= Assignment =
Answer these questions using the film summary below:
(a) What does Manish as Ram demand that Janki as Sita undergo on stage?
(b) Which two village leaders are angered by Ramdulaari's teaching?
(c) In what city do the major characters reunite at the end?

= Document section =
::::

Ironically, Manish and Janki are playing the leading roles in a production of the Ramayan. When Manish as Ram demands of Janki as Sita, on stage, that she undergo the Agni Pariksha, the trial by fire, Janki can no longer separate the theatrical script that she is acting on stage from the social script that she is being expected to follow in real life. She as Sita tells off Manish as Ram, and the audience, enraged at the blasphemy, riots — just as we saw in the reactions of Vaidehi's family and Maithili's father, one does not violate the script of the Ramayan. The enraged audience beats Janki, and she miscarries and is carted off to a mental hospital. As Puroshottam has informed Vaidehi's husband of her whereabouts, Vaidehi flees again, this time by train.

When the train is robbed by bandits, the swashbuckling local outlaw hero Bulwa saves the day by bloodily killing every one of them. Bulwa is the embodiment of the male hero — he handles the fighting and killing that female characters are not permitted to enact in Bollywood. Yet he worships "the Goddess" (i.e., Lakshmi, the one whose avatar is Sita), and there seems something supernatural about his comings and goings. Vaidehi faints at the blood, and recovers in the house of Ramdulaari (beloved of Ram, i.e., Sita).

Ramdulaari is another violator of the script. She educates the local girls and women, teaching them subjects such as computer skills, and this angers the village leaders Virendra and Gajendra. When Ramdulaari's son Prakash is revealed to be in love with Gajendra's daughter Sushma, Gajendra is enraged and vows to have Prakash castrated. Sushma learns of the plan and tells Ramdulaari, who becomes angry not with Gajendra for threatening to castrate her son but rather with Sushma for falling in love with her son — just as Maithili's father saw the failure of the wedding as her fault: in each case, it's always the fault of the virtuous women and never the fault of the selfish men. When Prakash escapes with Sushma, accompanied by Vaidehi, Gajendra holds death rites for his daughter Sushma, and forces his wife to follow the script by scattering flowers on her shrine. As revenge, he and his men gang-rape Ramdulaari and burn her alive — as in some tellings of the Ramayan Ravan rapes Vedavati who then immolates herself before being reincarnated as Sita. This brutality draws the wrath of the goddess Lakshmi, in the person of Bulwa (because, again, the Bollywood script prohibits female characters from physical vengeance), who kills Virendra.

The climactic scene takes place as Gajendra is about to be honoured as a politician. Vaidehi interrupts his speech to expose him as a rapist. The women in the audience riot, attacking Gajendra and corroborating Vaidehi's accusation. Gajendra is carted away by the police. So far so good, but here is where the Bollywood script takes hold again: the audience of this film, sitting in this very cinema in which you and I are watching it, will not tolerate a non-fairytale ending — just as the audience of the Ramayan would not tolerate Janki/Sita's refusal to endure the Agni Pariksha. Santoshi knew that he wouldn't be able to get the ending that he wanted past a prejudiced audience that demands that a Bollywood film follow the formula. So he slapped a traditional ending onto his film, but left the play-within-the-film as an indicator of what the ending ought to be. Audience members in the know can, therefore, imagine the film ending here, with a defiant Vaidehi fighting on.

For that majority of audience members who are not in the know, though, the film provides an acceptable denouement in which Vaidehi returns to her contrite husband and all the major characters reunite and live happily ever after in New York, where they send money back to India to support women's rights groups. Fin.

::::

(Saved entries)
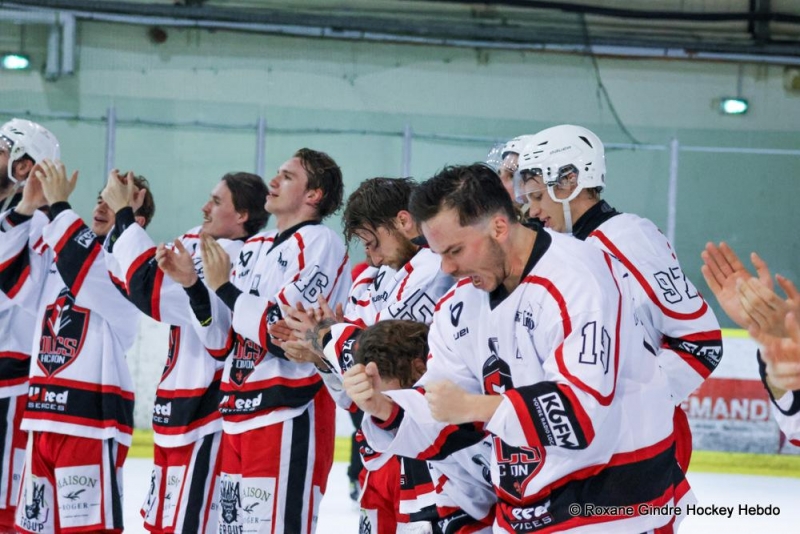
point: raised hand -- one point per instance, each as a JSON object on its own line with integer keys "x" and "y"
{"x": 216, "y": 262}
{"x": 55, "y": 185}
{"x": 363, "y": 386}
{"x": 722, "y": 271}
{"x": 449, "y": 403}
{"x": 177, "y": 263}
{"x": 765, "y": 309}
{"x": 782, "y": 356}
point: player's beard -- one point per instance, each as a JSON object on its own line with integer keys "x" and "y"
{"x": 407, "y": 251}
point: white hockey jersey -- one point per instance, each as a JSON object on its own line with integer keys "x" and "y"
{"x": 682, "y": 329}
{"x": 187, "y": 398}
{"x": 259, "y": 385}
{"x": 79, "y": 381}
{"x": 584, "y": 417}
{"x": 17, "y": 318}
{"x": 788, "y": 416}
{"x": 409, "y": 293}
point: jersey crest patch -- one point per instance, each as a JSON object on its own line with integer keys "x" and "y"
{"x": 496, "y": 372}
{"x": 516, "y": 467}
{"x": 246, "y": 355}
{"x": 63, "y": 332}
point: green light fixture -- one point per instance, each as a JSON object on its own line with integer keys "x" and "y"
{"x": 14, "y": 62}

::::

= Result for this exercise =
(a) The Agni Pariksha, the trial by fire.
(b) Virendra and Gajendra.
(c) New York.